> _Material provided_
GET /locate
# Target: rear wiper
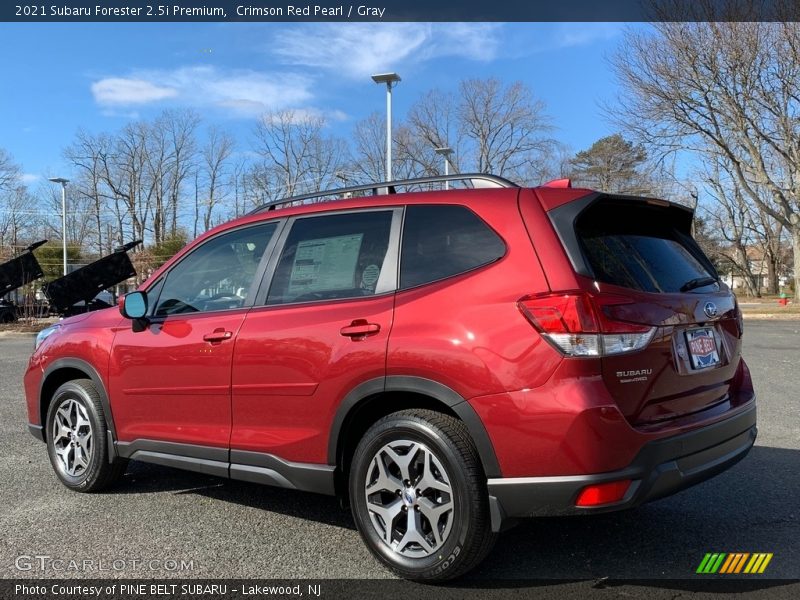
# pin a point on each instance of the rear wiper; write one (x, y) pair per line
(697, 282)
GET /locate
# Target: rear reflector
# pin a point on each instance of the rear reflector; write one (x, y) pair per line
(576, 324)
(603, 493)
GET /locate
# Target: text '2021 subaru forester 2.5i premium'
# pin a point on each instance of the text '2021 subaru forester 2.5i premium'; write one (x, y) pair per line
(445, 361)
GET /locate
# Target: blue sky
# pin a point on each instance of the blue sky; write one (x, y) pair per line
(62, 77)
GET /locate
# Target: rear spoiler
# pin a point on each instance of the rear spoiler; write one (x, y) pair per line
(565, 216)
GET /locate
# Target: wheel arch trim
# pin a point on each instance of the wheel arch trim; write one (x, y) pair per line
(90, 372)
(426, 387)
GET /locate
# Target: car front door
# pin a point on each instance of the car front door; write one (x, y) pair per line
(322, 328)
(171, 381)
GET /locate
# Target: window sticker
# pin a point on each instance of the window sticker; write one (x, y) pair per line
(325, 264)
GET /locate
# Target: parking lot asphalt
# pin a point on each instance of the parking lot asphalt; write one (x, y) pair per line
(238, 530)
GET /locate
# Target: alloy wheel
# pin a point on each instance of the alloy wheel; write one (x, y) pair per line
(72, 438)
(409, 498)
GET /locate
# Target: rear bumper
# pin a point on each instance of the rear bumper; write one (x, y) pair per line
(661, 468)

> _What is asked_
Images must not appear in the copy; reproduce everything else in the records verbatim.

> _Output of the exercise_
GET /locate
# Target: rear wiper
# pin a point on each instance of the rear wiper; write one (x, y) pair per line
(697, 282)
GET /locate
# Target: rear reflector
# pin a point on each instance of the rear reflector; write one (x, y) pair per line
(576, 324)
(603, 493)
GET /locate
# Target: text '2021 subaru forester 2.5i premium'
# pin a point on each instance of the text '2021 subaru forester 2.5i premium'; write one (x, y) pair per line
(445, 361)
GET /locate
# Target: blue sky
# pin a point on each instance of the blue sky; write one (x, y) pair per line
(62, 77)
GET /locate
# Target: rear spoiler
# pin a point on each instance of the rear spoiler; write one (x, y) pair per line
(565, 216)
GET /locate
# Target: wheel arch trim
# pin a point on each instance of the wheel arch trim; write one (x, y) pair per line
(90, 372)
(426, 387)
GET /locate
# Target: car front door
# pin a point on each instance of the car front door; write one (x, y) pair per line
(322, 328)
(171, 381)
GET /locate
# Target: window sticker
# pin a point on each instance of the window sticker; write one (x, y) pair per line
(325, 264)
GET /locate
# Target: parking lot asphalt
# pin a point on each instance of the parking lot asphalt; write one (x, y) pair per line
(238, 530)
GET /locate
# Target: alloy wheel
# pin a point on each instance of the alloy wheel; write one (x, y) pair per line
(72, 438)
(409, 498)
GET /locate
# Target: rear bumper
# pin a point on each instance of the rear bumper; write one (x, y) pair per line
(661, 468)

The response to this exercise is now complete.